--- PROVIDED DATA ---
★ ★ ★ ★ ★ ★ ★

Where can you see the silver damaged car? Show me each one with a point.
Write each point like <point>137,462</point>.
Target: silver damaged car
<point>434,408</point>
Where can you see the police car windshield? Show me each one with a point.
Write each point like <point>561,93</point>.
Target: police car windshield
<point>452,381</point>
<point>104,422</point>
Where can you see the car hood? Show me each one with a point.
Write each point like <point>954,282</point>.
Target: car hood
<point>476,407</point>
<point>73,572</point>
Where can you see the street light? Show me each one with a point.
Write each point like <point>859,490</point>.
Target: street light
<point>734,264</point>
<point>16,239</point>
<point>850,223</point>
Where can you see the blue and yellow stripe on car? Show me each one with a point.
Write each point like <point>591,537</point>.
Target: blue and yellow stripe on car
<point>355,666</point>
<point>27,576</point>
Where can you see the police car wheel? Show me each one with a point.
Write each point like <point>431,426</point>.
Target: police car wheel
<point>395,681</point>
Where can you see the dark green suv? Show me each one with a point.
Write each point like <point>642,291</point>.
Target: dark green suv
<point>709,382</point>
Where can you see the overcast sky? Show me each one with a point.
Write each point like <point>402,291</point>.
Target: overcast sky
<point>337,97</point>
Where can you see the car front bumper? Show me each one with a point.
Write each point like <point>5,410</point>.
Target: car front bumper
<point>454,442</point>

★ ★ ★ ★ ★ ★ ★

--- EXERCISE INSTRUCTIONS ---
All lines from the line containing "Write each point like <point>5,410</point>." through the end of the listing above are to be duplicated exactly; include both ends and nothing further.

--- SOLUTION ---
Write each point like <point>5,410</point>.
Target: car front bumper
<point>454,442</point>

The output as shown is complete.